→ **What the task asks**: Scan the entries below. List each line with "Draw".

━━━━━ Provided information ━━━━━

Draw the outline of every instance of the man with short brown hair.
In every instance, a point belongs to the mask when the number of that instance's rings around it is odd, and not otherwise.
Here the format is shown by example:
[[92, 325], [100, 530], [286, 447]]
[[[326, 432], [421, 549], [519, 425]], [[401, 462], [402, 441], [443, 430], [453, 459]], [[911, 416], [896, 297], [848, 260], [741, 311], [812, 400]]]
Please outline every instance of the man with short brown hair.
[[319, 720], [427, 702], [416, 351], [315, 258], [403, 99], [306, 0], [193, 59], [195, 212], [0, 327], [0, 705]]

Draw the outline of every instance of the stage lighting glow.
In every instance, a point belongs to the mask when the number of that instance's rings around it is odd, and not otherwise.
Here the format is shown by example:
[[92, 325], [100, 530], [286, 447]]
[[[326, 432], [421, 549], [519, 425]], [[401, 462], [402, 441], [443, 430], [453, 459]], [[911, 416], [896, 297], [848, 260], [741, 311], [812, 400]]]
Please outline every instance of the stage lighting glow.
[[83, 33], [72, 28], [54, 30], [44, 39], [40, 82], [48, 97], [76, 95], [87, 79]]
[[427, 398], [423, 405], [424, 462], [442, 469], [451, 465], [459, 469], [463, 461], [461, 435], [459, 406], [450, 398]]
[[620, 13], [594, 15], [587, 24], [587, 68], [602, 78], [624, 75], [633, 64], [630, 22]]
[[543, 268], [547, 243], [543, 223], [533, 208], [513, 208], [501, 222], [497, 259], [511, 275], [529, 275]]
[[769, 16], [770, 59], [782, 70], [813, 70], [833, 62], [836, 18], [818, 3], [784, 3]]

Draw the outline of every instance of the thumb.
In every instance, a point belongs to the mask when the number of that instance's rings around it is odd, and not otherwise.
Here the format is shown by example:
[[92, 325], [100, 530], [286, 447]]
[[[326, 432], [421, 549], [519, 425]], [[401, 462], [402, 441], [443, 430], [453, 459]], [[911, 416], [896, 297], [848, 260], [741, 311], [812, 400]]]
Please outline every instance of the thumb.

━━━━━

→ **Exercise output**:
Draw the outline of every instance of the man with short brown hair.
Draw the outline of every instance of the stage lighting glow.
Draw the outline of every instance of the thumb.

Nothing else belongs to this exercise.